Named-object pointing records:
━━━━━━━━━━

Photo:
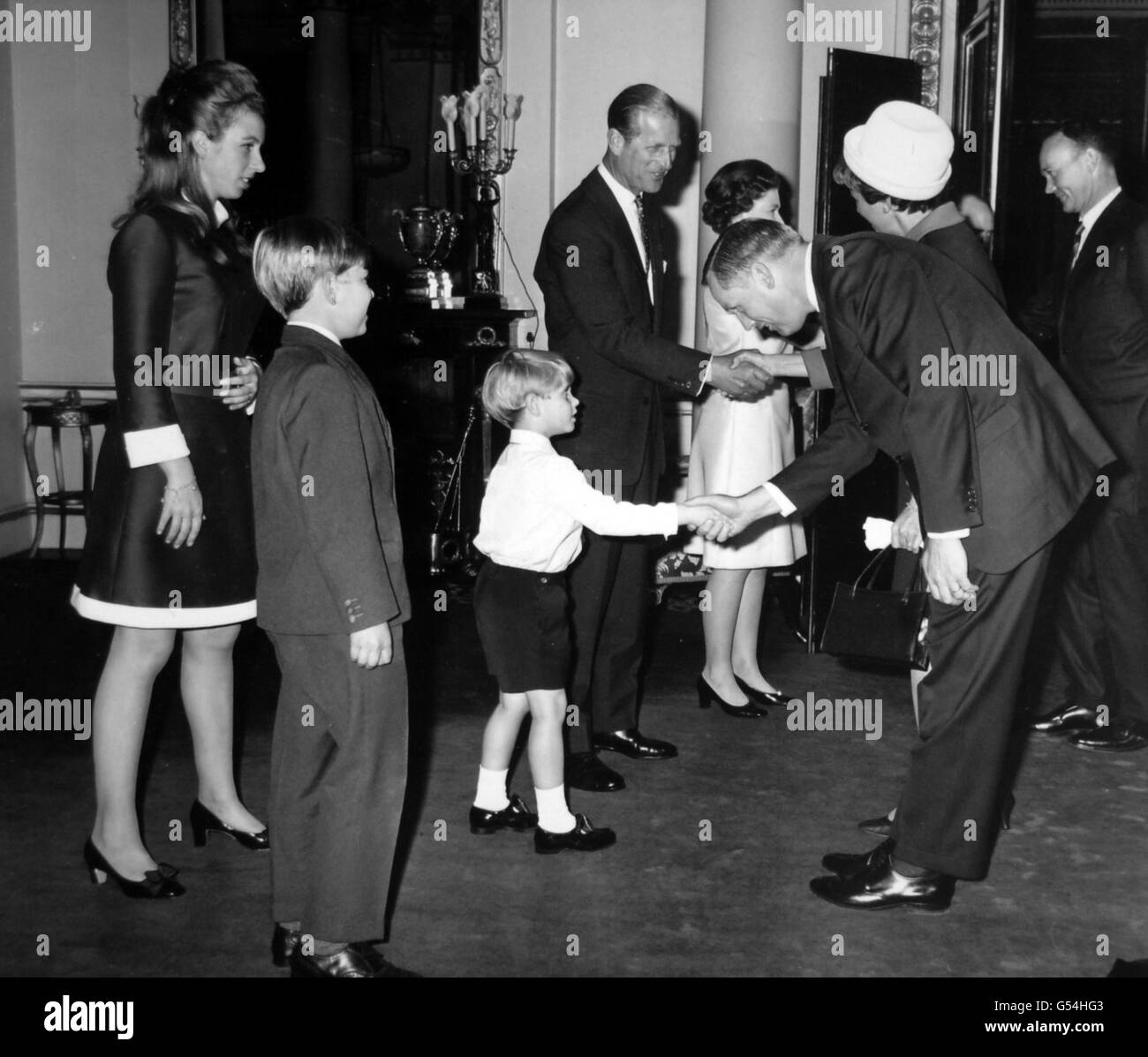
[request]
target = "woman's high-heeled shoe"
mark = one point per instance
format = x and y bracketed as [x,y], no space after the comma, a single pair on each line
[883,824]
[762,697]
[707,696]
[205,822]
[157,884]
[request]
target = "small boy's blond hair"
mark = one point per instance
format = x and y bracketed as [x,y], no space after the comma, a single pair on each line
[519,374]
[291,255]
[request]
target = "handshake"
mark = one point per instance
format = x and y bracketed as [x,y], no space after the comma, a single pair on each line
[718,517]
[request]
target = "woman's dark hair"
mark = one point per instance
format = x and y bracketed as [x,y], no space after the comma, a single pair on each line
[207,98]
[734,188]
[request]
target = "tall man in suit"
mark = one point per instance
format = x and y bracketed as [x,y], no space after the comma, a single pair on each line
[333,600]
[1000,456]
[600,270]
[1097,303]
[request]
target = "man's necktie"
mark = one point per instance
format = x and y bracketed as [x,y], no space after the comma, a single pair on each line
[646,230]
[1076,245]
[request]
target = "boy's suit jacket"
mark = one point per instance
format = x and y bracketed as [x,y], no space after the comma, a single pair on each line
[1099,309]
[1010,467]
[326,527]
[600,319]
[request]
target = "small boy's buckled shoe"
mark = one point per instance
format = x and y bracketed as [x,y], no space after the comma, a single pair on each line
[582,838]
[515,816]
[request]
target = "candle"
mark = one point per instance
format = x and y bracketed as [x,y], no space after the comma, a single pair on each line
[512,110]
[450,115]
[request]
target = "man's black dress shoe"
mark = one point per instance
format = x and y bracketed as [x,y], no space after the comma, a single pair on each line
[1109,739]
[846,864]
[877,886]
[347,962]
[634,744]
[586,772]
[582,838]
[205,822]
[1066,719]
[515,816]
[283,943]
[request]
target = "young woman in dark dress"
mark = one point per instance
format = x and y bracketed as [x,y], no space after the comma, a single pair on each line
[170,544]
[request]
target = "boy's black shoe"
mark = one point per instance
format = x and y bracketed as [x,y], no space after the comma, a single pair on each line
[515,816]
[347,962]
[380,966]
[582,838]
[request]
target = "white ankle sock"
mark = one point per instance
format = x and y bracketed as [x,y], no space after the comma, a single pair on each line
[554,815]
[492,795]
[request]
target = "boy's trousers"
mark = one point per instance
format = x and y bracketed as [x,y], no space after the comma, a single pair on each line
[337,781]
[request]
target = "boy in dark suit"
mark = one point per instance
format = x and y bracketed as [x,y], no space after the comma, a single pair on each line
[332,597]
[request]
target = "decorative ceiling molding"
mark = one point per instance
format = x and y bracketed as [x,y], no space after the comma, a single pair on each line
[1084,10]
[182,34]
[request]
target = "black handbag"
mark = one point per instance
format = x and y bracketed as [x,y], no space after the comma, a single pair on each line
[868,624]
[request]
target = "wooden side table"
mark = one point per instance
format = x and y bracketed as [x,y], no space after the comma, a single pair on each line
[69,413]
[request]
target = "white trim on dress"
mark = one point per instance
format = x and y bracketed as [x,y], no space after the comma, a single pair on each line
[146,616]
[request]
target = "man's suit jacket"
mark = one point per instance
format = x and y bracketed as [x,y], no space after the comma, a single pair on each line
[326,527]
[1100,313]
[948,232]
[600,317]
[1011,468]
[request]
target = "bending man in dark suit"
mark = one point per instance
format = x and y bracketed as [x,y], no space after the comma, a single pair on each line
[1000,456]
[600,270]
[1097,303]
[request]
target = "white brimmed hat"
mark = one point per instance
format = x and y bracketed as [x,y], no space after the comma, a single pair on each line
[903,150]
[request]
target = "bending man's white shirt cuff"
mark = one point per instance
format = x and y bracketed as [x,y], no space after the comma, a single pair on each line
[780,498]
[148,447]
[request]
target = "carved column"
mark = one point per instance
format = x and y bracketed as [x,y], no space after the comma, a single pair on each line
[925,47]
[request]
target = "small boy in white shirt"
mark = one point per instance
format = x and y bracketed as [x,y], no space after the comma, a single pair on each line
[531,528]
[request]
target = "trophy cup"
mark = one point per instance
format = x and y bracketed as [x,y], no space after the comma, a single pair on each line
[427,236]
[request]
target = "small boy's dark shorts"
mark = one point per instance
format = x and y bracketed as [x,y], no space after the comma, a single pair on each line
[524,628]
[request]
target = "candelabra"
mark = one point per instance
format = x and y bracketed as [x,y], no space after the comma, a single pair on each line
[485,165]
[485,157]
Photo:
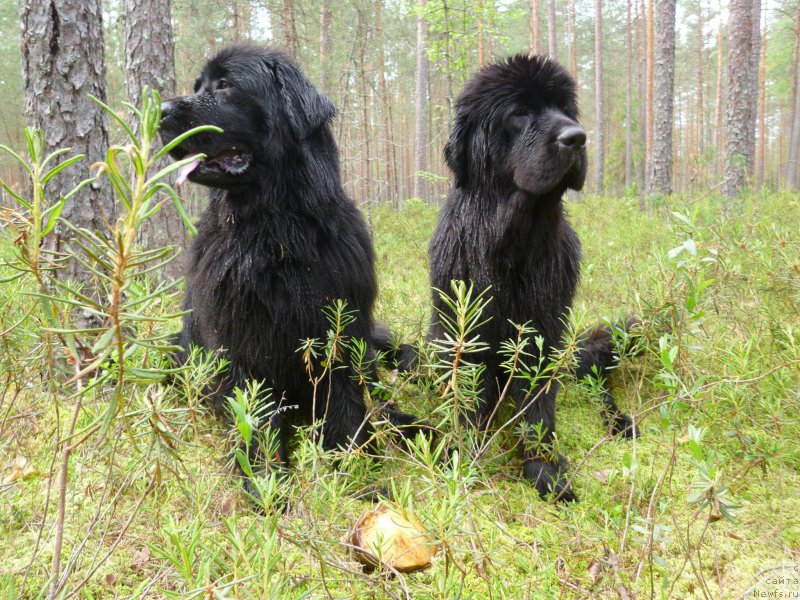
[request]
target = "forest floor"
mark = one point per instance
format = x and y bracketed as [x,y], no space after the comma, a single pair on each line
[704,503]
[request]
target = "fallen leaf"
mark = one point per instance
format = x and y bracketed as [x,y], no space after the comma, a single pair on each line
[385,535]
[602,476]
[595,571]
[140,558]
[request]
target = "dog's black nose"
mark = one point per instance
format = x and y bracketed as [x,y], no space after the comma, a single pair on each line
[166,108]
[572,137]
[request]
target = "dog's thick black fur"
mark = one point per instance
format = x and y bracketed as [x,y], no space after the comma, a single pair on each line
[516,147]
[279,242]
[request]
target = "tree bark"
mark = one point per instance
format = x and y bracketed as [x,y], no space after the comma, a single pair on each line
[242,20]
[421,97]
[289,29]
[649,83]
[536,40]
[599,138]
[752,98]
[739,117]
[573,39]
[150,61]
[628,96]
[793,159]
[326,46]
[552,41]
[700,117]
[63,61]
[389,156]
[761,156]
[719,130]
[661,179]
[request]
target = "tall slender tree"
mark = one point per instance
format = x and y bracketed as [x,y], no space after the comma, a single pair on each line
[150,61]
[326,45]
[63,60]
[739,117]
[289,28]
[793,159]
[421,96]
[628,95]
[533,24]
[599,137]
[661,179]
[719,130]
[552,40]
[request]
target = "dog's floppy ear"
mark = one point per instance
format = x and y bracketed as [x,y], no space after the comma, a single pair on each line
[306,108]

━━━━━━━━━━

• [Given request]
Print out the lines exactly, skipping any picture.

• [Completed exercise]
Photo:
[request]
target = "woman's high-heeled shoe"
mark = one point per instance
format = x and y bracketed as [x,y], no space after the comma, a single pair on each line
[883,824]
[762,697]
[707,696]
[205,822]
[157,884]
[request]
target = "small boy's blond hair"
mark = one point per instance
format = x and y bracketed as [x,y], no space after the comma, a single pair on each line
[519,374]
[291,255]
[request]
target = "handshake"
mark = one point per instance
format = x and y bracketed as [x,y], no space after the comma, a single pair on each line
[718,517]
[request]
target = "woman's dark hair"
mark = one point per instance
format = x and y bracketed as [x,y], no space after the comma, a single pair on each line
[207,98]
[734,188]
[request]
target = "tall man in suit"
mark = one point per instance
format = x and y bracketed as [x,y], no space after the comma, a single pair on each line
[333,600]
[1000,456]
[600,270]
[1097,303]
[request]
target = "man's necktie"
mark = one point per instance
format = x and y bracketed as [x,y], no space after the comma, a single pair on each line
[646,230]
[1076,245]
[request]
target = "boy's suit jacket"
mark = one point per instance
format = x and y bracketed as [x,y], no space after the comma, a single pair on each line
[1099,309]
[1010,467]
[326,527]
[600,319]
[request]
target = "small boy's buckled shoe"
mark = one point per instance
format = x and y bracketed as [x,y], no space after the comma, a single pair on each line
[582,838]
[515,816]
[request]
target = "candle"
mark = one point per instance
format = x and y bracketed as [x,y], no space after the comma, a single pair on each line
[512,110]
[450,115]
[request]
target = "man's black dress shoe"
mark = one point per instance
format = x and y bracketed as [x,y], no space after the comma, a single pair on each line
[1109,739]
[846,864]
[877,886]
[347,962]
[634,744]
[586,772]
[582,838]
[205,822]
[1066,719]
[515,816]
[283,943]
[request]
target = "young woman in dark dress"
mark = one point per instance
format = x and y bracketed as [x,y], no space after the comma, a single pair on each line
[170,544]
[request]
target = "boy's black shoe"
mark = one point per instance
format = x and y bracketed as [x,y], no space after the comma, a single pair on each line
[515,816]
[347,962]
[380,966]
[582,838]
[request]
target = "white ankle sock"
mark = one point per instance
format = x and y bracketed as [x,y], no space after the comma, a single pair on each line
[554,815]
[492,795]
[request]
target = "boy's trousers"
mark = one point per instance
format = x and y bracketed as [x,y], no space after the comma, a single pair on each line
[337,781]
[request]
target = "boy in dark suit"
mark = one point per instance
format = x and y bracketed as [x,y], no space after the comma, a single pair on each line
[332,597]
[request]
target = "decorative ceiling molding"
mark = one point per instance
format = x and y bracketed as [x,y], no space after the comma, a single pair on each line
[1084,10]
[182,34]
[request]
target = "black handbag"
mark = one point per instance
format = x and y bracketed as [x,y], no space after the comma, a single pair on each line
[868,624]
[request]
target = "wooden side table"
mark = one point per instance
format = x and y bracketed as [x,y], no space after the comma, a single pair on each line
[69,413]
[request]
target = "white trim on dress"
mark = one point per instance
format = x and y bracketed as [x,y], no space after the comma, a single pair on each line
[146,616]
[request]
target = "man's suit jacket"
mark = one point per instance
format = x and y bracketed as [x,y], no space after the comma, a single pair on each line
[326,527]
[1100,313]
[948,232]
[600,317]
[1011,468]
[request]
target = "bending man in dark suit"
mark = one point per instance
format = x and y bracketed as [x,y], no space after the comma, a single pair on each line
[1000,456]
[600,270]
[1097,303]
[request]
target = "white brimmed hat"
mark = one point per instance
format = x and y bracketed as [x,y], no space after the comma, a single pair on each line
[903,150]
[request]
target = "bending man's white shirt cuff"
mark = one point per instance
format = x and y bracketed as [x,y], no space after the comma, a single pair on each line
[780,498]
[148,447]
[request]
target = "carved column"
mark = one point per instance
format = x and y bracketed as [x,y], no space after the comma, a single pair on each line
[925,47]
[request]
target = "small boy in white shirt"
mark = one point per instance
format = x and y bracketed as [x,y], no space after the comma, a single pair on each line
[531,528]
[request]
target = "trophy cup"
mark = one point per instance
format = x and y bracketed as [x,y], no space after the comma, a single pair on each line
[427,236]
[request]
target = "small boy's dark shorts"
mark = one point per instance
format = x and y bracketed as [x,y], no space after the comma, a single pair on each line
[524,628]
[request]
target = "candelabra"
mark = one point per instance
format = x and y bracketed as [x,y], no space after the comma, a single pair on each line
[485,165]
[485,157]
Photo:
[request]
target = "forest floor"
mark = one point per instance
format = x and y bracketed as [x,y], no space after the comma, a single pair on each line
[704,503]
[request]
target = "fallen leaf"
mark = one point per instance
format = x and y bracketed as [x,y], no space after the comma, a single pair on each line
[385,535]
[602,476]
[595,571]
[140,558]
[request]
target = "dog's black nose"
mark = one point per instance
format = x and y bracketed as [x,y], no space after the comma, a single pair on each line
[166,108]
[572,137]
[request]
target = "dog's thick black fur"
mark = one point per instance
format = x and y bracketed as [x,y], no space after the comma, a single pair on each line
[516,147]
[279,242]
[request]
target = "tree bark"
mark = one point per instance
format = x and y bracketed as [x,y], no space after the comma, a single pair on each line
[242,20]
[421,97]
[289,29]
[649,83]
[536,40]
[599,138]
[752,98]
[739,117]
[573,39]
[150,61]
[628,96]
[793,159]
[326,46]
[552,41]
[700,117]
[63,61]
[389,156]
[761,156]
[719,130]
[661,179]
[request]
target = "tall slender tree"
mark = one point per instance
format = x and y bracketed as [x,y], no space after the comma, a single pair on each line
[150,61]
[326,45]
[63,60]
[739,117]
[289,28]
[793,159]
[421,96]
[628,95]
[533,24]
[599,137]
[661,179]
[719,130]
[552,40]
[request]
target = "dog's floppy ear"
mark = one point per instance
format = x and y bracketed as [x,y], no space after the comma, a single pair on each line
[306,108]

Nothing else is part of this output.